__What is needed__.
Reproduce only the lines from the line containing "Question. Indicate each instance of the raised" to the end of the entries below, including both of those lines.

═══

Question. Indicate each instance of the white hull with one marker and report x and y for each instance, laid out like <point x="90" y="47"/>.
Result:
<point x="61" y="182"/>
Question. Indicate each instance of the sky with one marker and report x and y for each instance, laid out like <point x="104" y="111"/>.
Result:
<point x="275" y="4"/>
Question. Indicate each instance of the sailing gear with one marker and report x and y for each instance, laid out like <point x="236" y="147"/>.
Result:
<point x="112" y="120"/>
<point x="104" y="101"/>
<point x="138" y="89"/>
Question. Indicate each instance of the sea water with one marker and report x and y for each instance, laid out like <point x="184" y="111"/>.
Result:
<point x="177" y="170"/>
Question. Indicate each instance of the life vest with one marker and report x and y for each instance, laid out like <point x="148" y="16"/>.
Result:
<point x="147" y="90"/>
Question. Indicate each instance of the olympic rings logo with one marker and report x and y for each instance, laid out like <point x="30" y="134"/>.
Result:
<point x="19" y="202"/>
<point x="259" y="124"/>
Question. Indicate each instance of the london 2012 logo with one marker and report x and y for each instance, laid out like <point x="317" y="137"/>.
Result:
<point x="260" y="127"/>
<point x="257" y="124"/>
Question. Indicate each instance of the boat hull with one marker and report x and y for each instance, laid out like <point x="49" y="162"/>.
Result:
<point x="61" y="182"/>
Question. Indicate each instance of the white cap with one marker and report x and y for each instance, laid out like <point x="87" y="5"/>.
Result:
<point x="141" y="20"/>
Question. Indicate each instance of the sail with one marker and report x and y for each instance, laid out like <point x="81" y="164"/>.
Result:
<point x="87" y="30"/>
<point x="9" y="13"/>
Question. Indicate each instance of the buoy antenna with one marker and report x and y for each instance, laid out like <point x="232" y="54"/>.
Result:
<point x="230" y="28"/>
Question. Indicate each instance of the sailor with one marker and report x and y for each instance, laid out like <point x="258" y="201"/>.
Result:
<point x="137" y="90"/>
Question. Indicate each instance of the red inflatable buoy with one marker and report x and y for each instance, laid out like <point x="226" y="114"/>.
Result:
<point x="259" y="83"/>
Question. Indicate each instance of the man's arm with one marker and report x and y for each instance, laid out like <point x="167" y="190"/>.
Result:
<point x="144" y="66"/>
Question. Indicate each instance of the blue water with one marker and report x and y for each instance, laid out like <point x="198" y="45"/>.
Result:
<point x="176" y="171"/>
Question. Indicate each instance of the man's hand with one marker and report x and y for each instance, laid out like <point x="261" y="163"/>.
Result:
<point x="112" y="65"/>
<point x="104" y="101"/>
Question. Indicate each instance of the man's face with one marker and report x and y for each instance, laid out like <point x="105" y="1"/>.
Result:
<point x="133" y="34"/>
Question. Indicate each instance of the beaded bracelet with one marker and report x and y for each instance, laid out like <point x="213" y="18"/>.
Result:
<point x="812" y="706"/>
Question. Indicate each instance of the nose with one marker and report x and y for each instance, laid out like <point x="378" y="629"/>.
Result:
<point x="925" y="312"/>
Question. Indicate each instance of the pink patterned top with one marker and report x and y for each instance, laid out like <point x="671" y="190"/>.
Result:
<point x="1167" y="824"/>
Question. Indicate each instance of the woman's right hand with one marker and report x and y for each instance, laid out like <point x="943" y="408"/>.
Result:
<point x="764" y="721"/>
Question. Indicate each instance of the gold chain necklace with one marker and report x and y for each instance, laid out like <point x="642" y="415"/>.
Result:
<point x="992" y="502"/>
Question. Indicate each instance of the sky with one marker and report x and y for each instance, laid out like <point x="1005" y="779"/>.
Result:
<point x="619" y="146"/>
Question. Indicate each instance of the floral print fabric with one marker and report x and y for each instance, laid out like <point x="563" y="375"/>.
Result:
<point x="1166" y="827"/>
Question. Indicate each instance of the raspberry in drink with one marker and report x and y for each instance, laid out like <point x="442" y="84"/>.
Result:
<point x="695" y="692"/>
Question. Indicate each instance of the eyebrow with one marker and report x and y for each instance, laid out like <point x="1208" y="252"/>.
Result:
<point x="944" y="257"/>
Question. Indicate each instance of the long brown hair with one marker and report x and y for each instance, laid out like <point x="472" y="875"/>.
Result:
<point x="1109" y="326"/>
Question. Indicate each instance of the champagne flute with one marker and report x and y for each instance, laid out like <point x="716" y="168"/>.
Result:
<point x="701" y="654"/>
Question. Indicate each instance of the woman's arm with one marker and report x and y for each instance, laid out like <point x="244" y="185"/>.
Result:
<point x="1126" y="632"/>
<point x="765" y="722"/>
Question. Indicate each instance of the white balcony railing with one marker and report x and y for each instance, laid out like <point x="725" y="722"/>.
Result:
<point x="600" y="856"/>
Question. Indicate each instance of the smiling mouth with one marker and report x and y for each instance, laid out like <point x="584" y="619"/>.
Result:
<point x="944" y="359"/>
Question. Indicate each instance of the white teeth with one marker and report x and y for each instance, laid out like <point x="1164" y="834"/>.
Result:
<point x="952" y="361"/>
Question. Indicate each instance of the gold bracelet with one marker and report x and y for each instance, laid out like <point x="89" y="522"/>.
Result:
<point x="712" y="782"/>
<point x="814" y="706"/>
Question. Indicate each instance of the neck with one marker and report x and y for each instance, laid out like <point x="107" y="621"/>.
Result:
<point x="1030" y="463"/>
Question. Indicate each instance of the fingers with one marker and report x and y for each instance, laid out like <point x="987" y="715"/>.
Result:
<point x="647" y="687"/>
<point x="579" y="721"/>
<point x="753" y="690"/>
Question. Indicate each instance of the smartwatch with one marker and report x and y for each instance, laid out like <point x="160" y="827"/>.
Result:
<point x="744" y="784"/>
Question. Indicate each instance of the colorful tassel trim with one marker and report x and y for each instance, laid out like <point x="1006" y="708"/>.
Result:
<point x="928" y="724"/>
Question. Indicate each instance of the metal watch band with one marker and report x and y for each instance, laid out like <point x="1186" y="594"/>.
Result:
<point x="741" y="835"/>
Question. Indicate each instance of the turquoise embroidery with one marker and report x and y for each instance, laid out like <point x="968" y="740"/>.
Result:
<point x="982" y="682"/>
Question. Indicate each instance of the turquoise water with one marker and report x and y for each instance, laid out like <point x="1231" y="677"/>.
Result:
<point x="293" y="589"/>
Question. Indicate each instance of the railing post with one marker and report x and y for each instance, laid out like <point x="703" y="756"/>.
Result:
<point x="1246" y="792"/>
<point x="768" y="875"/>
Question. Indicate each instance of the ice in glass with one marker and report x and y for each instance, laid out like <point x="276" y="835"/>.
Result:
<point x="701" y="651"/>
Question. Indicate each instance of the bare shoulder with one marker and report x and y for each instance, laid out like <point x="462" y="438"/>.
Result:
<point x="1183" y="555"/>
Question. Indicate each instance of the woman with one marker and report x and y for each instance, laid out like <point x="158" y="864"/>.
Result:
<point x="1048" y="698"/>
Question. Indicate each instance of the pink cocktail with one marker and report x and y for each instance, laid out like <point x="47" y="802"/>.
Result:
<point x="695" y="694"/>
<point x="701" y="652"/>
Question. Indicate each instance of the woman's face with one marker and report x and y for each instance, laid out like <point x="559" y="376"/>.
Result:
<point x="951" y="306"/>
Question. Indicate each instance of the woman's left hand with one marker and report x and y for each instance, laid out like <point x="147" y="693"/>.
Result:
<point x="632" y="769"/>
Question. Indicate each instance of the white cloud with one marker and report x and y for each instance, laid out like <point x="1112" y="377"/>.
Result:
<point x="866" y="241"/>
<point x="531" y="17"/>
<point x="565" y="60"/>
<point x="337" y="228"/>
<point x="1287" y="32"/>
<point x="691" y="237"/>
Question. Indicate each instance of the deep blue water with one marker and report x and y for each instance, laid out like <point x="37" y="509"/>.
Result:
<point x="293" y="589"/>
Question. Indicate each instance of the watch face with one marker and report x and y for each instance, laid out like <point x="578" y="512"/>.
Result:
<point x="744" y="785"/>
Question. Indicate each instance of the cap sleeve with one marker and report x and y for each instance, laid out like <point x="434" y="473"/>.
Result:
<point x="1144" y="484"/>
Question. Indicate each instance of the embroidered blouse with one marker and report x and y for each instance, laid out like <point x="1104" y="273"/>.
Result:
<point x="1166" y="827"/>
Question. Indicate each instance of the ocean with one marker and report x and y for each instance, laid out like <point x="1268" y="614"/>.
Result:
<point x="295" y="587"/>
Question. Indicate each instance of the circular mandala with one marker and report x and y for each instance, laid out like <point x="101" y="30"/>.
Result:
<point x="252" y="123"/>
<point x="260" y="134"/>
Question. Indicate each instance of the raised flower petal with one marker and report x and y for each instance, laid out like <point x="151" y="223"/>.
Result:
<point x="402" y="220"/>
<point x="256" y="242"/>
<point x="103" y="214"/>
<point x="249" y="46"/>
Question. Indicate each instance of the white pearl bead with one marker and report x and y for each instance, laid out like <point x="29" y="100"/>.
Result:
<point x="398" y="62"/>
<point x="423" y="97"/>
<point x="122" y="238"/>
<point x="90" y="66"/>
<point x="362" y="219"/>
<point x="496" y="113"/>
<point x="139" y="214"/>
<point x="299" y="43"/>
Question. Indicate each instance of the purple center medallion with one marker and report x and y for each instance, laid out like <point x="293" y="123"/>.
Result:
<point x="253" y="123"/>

═══

__Reply to the exercise__.
Question. Indicate each instance of the raised flower petal with one marker and report x and y for each instance, laid out like <point x="151" y="223"/>.
Result:
<point x="402" y="220"/>
<point x="256" y="242"/>
<point x="103" y="214"/>
<point x="249" y="46"/>
Question. Indicate each instance of the white pearl bead with one marker and report x and y for each instance, laid out like <point x="29" y="100"/>.
Result:
<point x="398" y="62"/>
<point x="423" y="97"/>
<point x="122" y="238"/>
<point x="90" y="66"/>
<point x="362" y="219"/>
<point x="496" y="113"/>
<point x="139" y="214"/>
<point x="299" y="43"/>
Question. Indicate each instance of the purple center medallion with one marker and report x and y for each instance, laid out like <point x="293" y="123"/>.
Result:
<point x="253" y="123"/>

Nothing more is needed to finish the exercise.